[Start Data shown]
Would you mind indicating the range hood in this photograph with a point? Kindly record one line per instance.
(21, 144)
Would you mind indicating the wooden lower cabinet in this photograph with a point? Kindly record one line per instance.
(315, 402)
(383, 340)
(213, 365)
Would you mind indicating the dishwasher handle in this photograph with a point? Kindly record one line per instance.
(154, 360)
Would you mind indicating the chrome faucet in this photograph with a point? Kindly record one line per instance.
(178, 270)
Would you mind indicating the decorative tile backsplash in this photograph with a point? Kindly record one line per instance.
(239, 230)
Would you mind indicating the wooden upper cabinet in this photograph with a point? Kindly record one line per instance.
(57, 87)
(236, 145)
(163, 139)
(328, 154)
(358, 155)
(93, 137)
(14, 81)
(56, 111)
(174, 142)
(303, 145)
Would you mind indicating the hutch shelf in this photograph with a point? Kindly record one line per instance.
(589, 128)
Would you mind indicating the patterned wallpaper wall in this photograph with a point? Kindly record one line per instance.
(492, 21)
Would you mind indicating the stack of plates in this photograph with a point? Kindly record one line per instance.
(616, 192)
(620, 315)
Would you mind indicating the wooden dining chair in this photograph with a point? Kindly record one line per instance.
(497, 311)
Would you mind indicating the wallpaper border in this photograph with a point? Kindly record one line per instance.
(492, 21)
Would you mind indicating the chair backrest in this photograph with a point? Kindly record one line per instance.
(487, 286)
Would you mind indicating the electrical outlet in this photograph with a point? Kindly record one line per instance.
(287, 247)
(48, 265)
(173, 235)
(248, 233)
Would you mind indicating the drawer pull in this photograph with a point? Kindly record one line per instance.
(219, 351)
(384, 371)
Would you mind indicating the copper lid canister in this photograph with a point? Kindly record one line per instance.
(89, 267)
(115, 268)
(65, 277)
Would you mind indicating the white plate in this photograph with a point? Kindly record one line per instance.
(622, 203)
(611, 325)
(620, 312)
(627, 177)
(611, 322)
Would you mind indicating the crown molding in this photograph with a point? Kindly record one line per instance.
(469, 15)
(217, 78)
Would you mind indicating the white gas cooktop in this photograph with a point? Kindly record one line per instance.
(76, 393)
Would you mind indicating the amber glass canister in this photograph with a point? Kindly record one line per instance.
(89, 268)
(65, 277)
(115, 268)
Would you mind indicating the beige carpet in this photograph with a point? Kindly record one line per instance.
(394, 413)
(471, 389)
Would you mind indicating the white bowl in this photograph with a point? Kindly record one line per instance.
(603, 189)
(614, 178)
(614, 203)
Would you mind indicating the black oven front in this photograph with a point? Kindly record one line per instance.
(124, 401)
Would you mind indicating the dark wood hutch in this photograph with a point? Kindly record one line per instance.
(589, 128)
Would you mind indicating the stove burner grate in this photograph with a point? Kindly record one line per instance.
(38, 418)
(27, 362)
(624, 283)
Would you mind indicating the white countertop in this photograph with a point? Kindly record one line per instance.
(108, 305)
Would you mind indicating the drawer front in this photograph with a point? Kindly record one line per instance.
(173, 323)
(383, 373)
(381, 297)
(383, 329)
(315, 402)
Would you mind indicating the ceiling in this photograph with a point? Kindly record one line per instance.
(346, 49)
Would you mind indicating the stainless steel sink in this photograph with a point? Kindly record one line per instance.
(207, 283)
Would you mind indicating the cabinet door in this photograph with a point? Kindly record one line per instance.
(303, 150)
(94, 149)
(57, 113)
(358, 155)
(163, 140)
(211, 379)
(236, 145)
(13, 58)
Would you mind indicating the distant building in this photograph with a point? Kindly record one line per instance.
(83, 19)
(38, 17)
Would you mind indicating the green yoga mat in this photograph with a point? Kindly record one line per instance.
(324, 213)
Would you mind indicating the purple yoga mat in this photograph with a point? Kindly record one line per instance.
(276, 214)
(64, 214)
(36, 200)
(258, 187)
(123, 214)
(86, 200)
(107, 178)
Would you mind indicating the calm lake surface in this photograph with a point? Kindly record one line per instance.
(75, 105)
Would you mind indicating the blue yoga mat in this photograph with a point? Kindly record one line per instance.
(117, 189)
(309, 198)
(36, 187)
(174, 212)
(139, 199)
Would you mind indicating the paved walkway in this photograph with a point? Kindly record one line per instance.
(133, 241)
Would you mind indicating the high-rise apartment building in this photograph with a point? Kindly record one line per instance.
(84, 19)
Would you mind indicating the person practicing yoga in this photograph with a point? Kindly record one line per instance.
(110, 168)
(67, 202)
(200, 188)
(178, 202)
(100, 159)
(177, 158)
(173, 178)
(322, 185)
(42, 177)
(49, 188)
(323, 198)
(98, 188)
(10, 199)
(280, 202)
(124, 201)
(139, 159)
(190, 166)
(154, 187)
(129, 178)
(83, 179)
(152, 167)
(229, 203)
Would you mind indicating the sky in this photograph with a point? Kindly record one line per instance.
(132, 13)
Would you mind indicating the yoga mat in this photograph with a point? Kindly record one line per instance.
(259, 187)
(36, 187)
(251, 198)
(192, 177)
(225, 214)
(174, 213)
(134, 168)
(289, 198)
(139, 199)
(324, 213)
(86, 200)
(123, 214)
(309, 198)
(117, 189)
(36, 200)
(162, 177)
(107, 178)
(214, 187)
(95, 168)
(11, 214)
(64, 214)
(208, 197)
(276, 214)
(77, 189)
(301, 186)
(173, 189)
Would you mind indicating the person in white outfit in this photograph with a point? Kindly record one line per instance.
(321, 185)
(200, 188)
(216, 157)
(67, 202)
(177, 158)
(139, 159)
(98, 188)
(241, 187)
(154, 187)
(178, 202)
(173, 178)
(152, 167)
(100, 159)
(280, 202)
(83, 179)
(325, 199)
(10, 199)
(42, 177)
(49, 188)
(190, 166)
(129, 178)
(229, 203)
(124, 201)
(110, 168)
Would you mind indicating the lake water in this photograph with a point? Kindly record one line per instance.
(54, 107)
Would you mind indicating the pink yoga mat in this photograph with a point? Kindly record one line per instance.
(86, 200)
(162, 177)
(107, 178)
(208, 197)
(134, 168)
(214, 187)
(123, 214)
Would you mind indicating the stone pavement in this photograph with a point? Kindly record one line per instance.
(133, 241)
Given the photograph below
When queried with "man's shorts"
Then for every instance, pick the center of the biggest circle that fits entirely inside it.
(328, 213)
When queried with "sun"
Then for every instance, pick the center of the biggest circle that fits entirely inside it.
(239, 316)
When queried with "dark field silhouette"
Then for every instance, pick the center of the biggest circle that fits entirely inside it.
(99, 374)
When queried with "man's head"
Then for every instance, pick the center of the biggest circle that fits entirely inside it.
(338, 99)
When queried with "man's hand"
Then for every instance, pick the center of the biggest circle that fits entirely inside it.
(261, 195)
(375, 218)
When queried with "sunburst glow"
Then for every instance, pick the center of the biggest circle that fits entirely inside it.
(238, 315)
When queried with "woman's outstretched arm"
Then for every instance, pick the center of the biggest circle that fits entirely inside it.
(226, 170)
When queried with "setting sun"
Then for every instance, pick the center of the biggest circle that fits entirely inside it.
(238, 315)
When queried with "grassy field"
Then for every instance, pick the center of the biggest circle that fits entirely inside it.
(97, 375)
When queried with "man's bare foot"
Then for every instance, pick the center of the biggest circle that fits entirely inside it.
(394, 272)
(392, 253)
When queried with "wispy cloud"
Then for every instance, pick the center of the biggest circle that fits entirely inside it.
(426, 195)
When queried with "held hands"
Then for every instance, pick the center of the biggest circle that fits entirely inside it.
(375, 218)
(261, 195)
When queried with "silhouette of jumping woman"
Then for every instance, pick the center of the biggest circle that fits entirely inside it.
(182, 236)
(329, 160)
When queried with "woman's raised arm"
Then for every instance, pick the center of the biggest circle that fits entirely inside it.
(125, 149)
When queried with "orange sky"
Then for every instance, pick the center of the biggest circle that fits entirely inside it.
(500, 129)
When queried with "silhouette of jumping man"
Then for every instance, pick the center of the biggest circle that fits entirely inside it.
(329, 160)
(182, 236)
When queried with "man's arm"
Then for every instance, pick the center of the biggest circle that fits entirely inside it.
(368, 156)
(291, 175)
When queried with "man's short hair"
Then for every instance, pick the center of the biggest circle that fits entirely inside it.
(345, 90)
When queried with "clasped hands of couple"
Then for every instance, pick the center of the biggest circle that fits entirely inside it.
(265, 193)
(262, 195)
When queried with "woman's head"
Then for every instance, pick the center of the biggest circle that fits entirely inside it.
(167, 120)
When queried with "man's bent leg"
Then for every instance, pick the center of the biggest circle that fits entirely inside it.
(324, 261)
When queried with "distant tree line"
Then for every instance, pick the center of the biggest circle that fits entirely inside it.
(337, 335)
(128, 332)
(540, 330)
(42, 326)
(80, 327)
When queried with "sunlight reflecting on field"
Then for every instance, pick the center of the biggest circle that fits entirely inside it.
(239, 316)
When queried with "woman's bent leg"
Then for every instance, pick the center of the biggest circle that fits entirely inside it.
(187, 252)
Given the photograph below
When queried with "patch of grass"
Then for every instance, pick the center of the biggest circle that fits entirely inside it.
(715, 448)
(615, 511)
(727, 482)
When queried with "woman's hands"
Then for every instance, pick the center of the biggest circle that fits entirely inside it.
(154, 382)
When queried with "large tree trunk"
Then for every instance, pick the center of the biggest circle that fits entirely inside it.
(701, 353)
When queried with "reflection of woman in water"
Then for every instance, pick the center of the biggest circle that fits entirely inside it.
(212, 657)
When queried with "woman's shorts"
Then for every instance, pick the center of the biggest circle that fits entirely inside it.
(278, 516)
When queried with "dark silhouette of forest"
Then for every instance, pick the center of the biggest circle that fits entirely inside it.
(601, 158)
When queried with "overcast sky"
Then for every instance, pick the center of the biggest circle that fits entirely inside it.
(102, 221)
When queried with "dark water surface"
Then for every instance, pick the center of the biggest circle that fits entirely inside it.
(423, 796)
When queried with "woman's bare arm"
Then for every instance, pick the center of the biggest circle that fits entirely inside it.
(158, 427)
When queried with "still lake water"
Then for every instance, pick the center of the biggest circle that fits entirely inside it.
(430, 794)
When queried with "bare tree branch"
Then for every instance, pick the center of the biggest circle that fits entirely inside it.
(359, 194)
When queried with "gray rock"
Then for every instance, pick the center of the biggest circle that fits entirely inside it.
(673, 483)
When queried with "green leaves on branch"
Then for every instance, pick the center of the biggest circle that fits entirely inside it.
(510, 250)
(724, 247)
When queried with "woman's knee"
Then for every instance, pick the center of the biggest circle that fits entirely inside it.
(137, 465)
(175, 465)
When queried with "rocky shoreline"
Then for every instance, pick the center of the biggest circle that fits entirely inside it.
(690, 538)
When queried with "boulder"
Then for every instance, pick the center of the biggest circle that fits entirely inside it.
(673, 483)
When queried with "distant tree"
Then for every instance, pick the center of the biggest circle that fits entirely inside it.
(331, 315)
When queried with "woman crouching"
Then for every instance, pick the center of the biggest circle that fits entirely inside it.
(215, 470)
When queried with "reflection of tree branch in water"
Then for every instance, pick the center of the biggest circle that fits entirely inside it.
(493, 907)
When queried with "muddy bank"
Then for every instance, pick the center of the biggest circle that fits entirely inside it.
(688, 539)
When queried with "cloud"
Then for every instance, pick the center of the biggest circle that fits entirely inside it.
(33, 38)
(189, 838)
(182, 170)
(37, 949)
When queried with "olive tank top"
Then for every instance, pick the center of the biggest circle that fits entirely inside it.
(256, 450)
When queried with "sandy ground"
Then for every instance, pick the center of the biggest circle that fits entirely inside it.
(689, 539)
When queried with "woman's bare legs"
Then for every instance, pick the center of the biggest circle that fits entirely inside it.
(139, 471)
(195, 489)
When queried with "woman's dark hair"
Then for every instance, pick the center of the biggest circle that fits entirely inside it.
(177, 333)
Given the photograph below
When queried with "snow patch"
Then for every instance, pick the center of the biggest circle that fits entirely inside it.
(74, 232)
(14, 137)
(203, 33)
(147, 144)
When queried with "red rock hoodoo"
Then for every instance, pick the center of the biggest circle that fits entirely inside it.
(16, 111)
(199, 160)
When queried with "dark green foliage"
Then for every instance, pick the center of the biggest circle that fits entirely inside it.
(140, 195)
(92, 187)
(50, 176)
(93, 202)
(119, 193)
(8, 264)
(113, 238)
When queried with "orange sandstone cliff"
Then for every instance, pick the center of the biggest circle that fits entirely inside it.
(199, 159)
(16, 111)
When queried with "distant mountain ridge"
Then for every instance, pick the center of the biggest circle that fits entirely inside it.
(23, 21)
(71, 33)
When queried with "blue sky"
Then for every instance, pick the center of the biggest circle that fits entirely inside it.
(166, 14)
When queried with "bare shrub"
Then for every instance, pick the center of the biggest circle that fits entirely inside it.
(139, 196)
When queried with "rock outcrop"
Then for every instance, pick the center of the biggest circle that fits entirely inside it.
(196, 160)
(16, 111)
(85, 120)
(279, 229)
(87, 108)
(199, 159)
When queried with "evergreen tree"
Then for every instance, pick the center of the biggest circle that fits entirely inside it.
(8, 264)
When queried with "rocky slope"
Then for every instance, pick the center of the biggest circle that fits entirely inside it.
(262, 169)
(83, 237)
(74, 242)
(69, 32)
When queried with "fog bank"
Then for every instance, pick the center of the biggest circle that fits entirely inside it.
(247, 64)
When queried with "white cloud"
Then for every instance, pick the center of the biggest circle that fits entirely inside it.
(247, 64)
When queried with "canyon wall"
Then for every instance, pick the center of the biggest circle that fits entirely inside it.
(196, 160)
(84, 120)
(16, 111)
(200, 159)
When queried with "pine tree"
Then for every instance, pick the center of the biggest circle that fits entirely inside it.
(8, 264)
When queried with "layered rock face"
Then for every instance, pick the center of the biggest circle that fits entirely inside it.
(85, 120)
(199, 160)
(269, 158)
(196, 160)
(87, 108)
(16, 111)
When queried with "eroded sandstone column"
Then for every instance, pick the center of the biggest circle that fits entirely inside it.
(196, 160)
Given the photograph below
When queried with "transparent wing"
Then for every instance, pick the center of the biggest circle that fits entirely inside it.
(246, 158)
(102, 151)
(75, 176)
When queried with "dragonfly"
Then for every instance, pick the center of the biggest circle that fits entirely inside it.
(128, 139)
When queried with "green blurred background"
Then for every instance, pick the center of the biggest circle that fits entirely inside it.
[End Data shown]
Extract every line of the records that contains the word "person".

Would you mind indicating the person practicing yoga in this photograph with a point? Kindly record one line per instance.
Would you mind indicating the person in white outfit in this photograph with a point? Kindly record one line per instance.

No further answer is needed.